● Task prompt: Transcribe every line of the records below without changing a single character.

**********

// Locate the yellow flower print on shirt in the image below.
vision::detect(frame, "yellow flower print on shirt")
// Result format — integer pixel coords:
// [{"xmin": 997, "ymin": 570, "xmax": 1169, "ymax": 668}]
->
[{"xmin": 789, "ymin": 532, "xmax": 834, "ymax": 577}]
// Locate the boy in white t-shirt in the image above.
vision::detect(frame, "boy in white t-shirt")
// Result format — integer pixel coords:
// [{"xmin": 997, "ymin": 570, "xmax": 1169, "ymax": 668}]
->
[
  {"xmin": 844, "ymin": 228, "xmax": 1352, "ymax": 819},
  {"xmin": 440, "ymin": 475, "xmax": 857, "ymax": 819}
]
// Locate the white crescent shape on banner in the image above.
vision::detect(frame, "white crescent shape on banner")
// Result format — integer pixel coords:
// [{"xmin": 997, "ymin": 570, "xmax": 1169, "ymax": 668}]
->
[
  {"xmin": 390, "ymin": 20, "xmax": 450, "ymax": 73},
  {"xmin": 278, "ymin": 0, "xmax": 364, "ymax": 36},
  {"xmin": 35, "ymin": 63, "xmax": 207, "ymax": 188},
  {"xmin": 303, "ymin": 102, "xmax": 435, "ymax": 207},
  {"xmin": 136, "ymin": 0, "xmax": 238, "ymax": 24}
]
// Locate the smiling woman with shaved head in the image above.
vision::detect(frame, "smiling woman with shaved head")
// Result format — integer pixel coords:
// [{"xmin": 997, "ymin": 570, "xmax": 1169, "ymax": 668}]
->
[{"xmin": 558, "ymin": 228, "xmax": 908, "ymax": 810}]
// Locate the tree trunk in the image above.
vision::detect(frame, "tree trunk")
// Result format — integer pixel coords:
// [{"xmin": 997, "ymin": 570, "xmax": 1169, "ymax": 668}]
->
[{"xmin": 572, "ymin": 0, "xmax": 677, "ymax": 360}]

**********

● Answer to the problem:
// Locate the yellow flower print on shirt in the image below.
vision::detect(frame, "yellow flower print on shirt")
// Result format — integer pixel coords:
// [{"xmin": 997, "ymin": 570, "xmax": 1169, "ymax": 668}]
->
[{"xmin": 789, "ymin": 532, "xmax": 834, "ymax": 577}]
// Locate the boy in white t-shirt in the image above.
vision::detect(frame, "boy in white t-shirt")
// Result format — integer pixel coords:
// [{"xmin": 997, "ymin": 570, "xmax": 1169, "ymax": 668}]
->
[
  {"xmin": 844, "ymin": 228, "xmax": 1352, "ymax": 819},
  {"xmin": 440, "ymin": 475, "xmax": 857, "ymax": 819}
]
// Locate the white crescent shape on banner in the image above.
vision::detect(frame, "white crescent shape on banner")
// Result format — integer pixel coords:
// [{"xmin": 997, "ymin": 570, "xmax": 1169, "ymax": 668}]
->
[
  {"xmin": 390, "ymin": 20, "xmax": 450, "ymax": 73},
  {"xmin": 278, "ymin": 0, "xmax": 364, "ymax": 36},
  {"xmin": 35, "ymin": 63, "xmax": 207, "ymax": 188},
  {"xmin": 303, "ymin": 102, "xmax": 435, "ymax": 207},
  {"xmin": 136, "ymin": 0, "xmax": 238, "ymax": 24}
]
// Locate the smiling woman with shaved head in the image above.
vision::detect(frame, "smiling woman with shaved head")
// Result format — integer pixel coords:
// [{"xmin": 997, "ymin": 570, "xmax": 1169, "ymax": 668}]
->
[{"xmin": 558, "ymin": 228, "xmax": 908, "ymax": 810}]
// Locate the tree trunk in the image above.
vision::detect(frame, "tree trunk")
// Result format — integer pixel coords:
// [{"xmin": 997, "ymin": 570, "xmax": 1169, "ymax": 668}]
->
[{"xmin": 572, "ymin": 0, "xmax": 677, "ymax": 360}]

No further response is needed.